%%
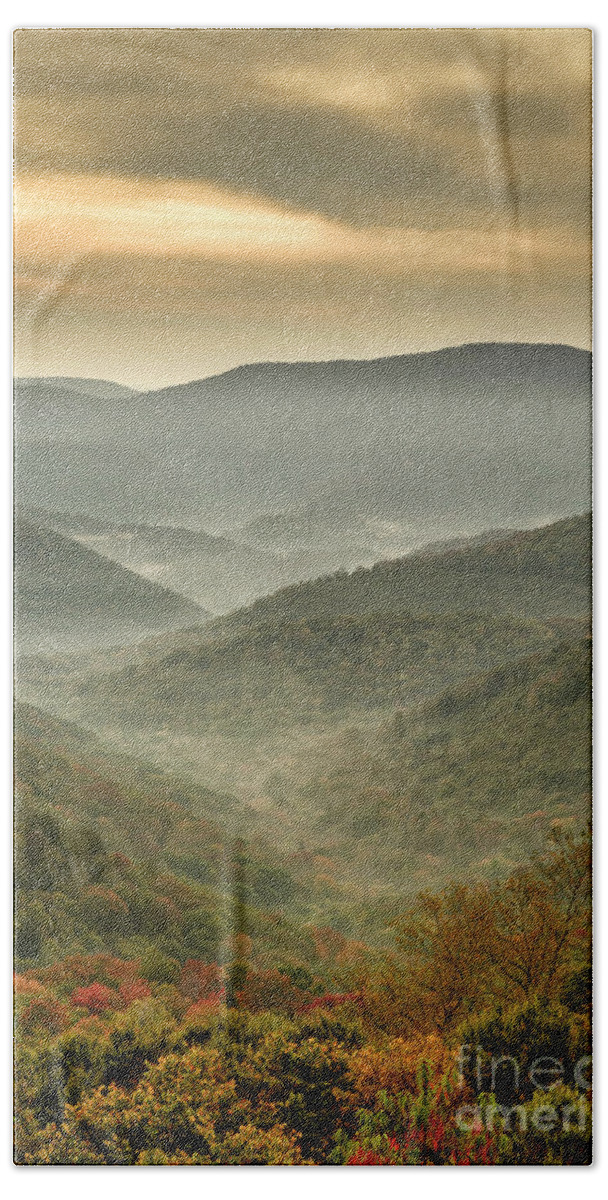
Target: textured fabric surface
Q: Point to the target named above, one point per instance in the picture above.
(302, 408)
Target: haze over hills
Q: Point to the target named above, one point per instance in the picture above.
(536, 573)
(68, 597)
(262, 693)
(403, 747)
(445, 443)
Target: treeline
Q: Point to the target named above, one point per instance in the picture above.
(360, 1057)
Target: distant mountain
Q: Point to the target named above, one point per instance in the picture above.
(449, 442)
(537, 573)
(67, 597)
(309, 673)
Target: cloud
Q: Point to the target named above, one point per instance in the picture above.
(64, 216)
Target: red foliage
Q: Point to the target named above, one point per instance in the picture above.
(44, 1013)
(200, 981)
(97, 999)
(332, 1000)
(203, 1007)
(271, 990)
(132, 990)
(433, 1143)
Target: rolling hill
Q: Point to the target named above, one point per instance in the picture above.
(68, 597)
(115, 857)
(536, 574)
(451, 441)
(467, 784)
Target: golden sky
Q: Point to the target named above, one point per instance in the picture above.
(191, 199)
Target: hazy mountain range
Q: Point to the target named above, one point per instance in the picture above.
(461, 439)
(227, 489)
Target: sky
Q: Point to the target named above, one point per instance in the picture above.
(188, 201)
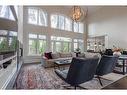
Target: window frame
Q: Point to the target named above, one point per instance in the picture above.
(37, 40)
(38, 16)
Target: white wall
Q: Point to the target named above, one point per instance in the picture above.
(48, 31)
(110, 21)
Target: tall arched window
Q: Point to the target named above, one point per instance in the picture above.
(5, 12)
(37, 17)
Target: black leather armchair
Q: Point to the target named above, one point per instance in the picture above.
(106, 66)
(80, 71)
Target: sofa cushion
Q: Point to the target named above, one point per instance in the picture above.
(48, 55)
(64, 55)
(91, 55)
(55, 55)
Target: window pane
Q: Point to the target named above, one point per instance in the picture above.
(3, 44)
(12, 33)
(75, 46)
(42, 37)
(52, 47)
(32, 46)
(61, 22)
(32, 36)
(75, 27)
(58, 46)
(16, 10)
(13, 43)
(42, 46)
(32, 16)
(81, 46)
(81, 28)
(54, 21)
(65, 47)
(42, 18)
(68, 24)
(3, 32)
(5, 12)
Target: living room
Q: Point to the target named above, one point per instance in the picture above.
(49, 39)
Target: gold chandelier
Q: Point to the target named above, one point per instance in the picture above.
(77, 13)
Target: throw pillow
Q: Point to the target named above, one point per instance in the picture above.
(55, 55)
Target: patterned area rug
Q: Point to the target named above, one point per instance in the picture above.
(34, 76)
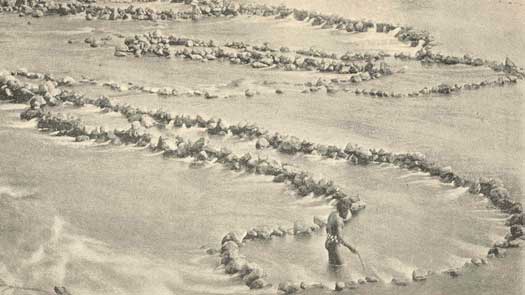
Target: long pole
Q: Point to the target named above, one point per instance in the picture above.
(361, 260)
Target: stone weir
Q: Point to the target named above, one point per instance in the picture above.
(255, 56)
(202, 153)
(210, 8)
(41, 96)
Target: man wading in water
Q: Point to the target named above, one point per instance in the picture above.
(334, 234)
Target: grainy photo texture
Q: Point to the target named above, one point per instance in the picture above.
(188, 147)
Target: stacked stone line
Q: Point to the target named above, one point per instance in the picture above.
(41, 95)
(155, 43)
(211, 8)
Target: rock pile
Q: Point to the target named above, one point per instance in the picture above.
(257, 57)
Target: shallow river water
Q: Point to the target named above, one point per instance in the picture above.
(101, 219)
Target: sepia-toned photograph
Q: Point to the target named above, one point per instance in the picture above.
(254, 147)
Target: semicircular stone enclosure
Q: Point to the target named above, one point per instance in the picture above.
(197, 147)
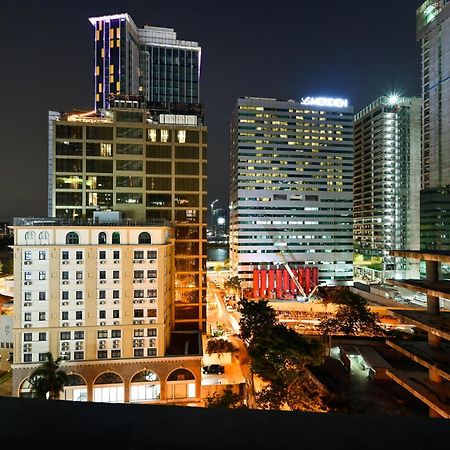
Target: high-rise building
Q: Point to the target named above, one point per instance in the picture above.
(220, 225)
(433, 30)
(148, 61)
(148, 165)
(101, 296)
(291, 169)
(386, 183)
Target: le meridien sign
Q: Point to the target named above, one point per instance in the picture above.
(325, 101)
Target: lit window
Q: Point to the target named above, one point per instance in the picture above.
(151, 135)
(181, 135)
(164, 135)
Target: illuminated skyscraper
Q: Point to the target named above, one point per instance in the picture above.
(291, 169)
(433, 30)
(386, 183)
(147, 61)
(147, 166)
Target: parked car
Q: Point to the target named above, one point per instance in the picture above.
(213, 369)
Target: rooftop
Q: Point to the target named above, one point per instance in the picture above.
(436, 396)
(60, 221)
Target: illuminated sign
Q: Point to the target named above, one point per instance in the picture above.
(325, 101)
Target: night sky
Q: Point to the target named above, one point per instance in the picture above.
(279, 49)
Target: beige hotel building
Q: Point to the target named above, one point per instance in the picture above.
(101, 296)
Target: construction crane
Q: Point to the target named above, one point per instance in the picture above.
(291, 274)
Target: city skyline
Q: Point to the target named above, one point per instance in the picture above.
(64, 82)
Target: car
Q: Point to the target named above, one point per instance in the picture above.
(214, 369)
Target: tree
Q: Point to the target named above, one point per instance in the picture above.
(219, 346)
(228, 399)
(353, 317)
(255, 318)
(48, 380)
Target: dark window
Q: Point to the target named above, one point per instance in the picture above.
(129, 165)
(159, 184)
(129, 149)
(69, 148)
(69, 165)
(72, 238)
(159, 200)
(99, 133)
(99, 166)
(144, 238)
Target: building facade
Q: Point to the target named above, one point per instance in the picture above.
(433, 31)
(150, 62)
(386, 183)
(220, 222)
(291, 168)
(147, 165)
(100, 296)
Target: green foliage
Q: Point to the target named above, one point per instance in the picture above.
(353, 317)
(48, 380)
(255, 318)
(219, 346)
(228, 400)
(233, 283)
(280, 356)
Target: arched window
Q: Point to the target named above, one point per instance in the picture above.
(144, 238)
(145, 386)
(181, 375)
(43, 237)
(75, 388)
(72, 238)
(30, 237)
(109, 388)
(180, 385)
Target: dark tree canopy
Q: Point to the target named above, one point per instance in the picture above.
(48, 380)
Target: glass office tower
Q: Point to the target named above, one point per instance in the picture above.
(291, 169)
(386, 184)
(148, 165)
(433, 30)
(150, 62)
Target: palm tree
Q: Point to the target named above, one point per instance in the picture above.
(48, 380)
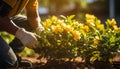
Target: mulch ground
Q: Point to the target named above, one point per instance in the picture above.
(78, 64)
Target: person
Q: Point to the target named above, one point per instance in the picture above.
(22, 27)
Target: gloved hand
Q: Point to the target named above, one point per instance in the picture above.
(27, 38)
(39, 29)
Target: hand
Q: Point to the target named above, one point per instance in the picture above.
(39, 29)
(27, 38)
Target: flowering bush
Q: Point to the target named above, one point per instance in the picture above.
%%
Omit the pictures and please write out exactly the lines between the one containing "Target: arched window" and the last line of the entries, both included.

## EXPECTED ANSWER
Target: arched window
Q: Point to the target named above, one point per instance in the picture above.
(144, 238)
(145, 386)
(181, 375)
(43, 237)
(75, 388)
(72, 238)
(30, 237)
(109, 388)
(180, 385)
Target: dark tree canopy
Q: Point to the target named above, one point per instance in the picture above.
(48, 380)
Target: glass office tower
Q: Point to the target named above, one point per instance in the picture above.
(291, 169)
(386, 184)
(148, 165)
(433, 30)
(150, 62)
Target: palm tree
Q: Point to the target named above, one point per instance in the picture above.
(48, 380)
Target: mulch ground
Q: Point to the target named above, one point per instance in the picture above.
(78, 64)
Target: person
Q: Point to the target named above, one point per instance in the picture above.
(22, 27)
Target: gloved hand
Q: Point to the target named above, one point per instance in the picture above.
(27, 38)
(39, 29)
Target: hand
Q: Point to the target named above, one point per instance in the picture above.
(39, 29)
(27, 38)
Target: flowering bush
Q: Point to the target named above, one point per instance in the picture above.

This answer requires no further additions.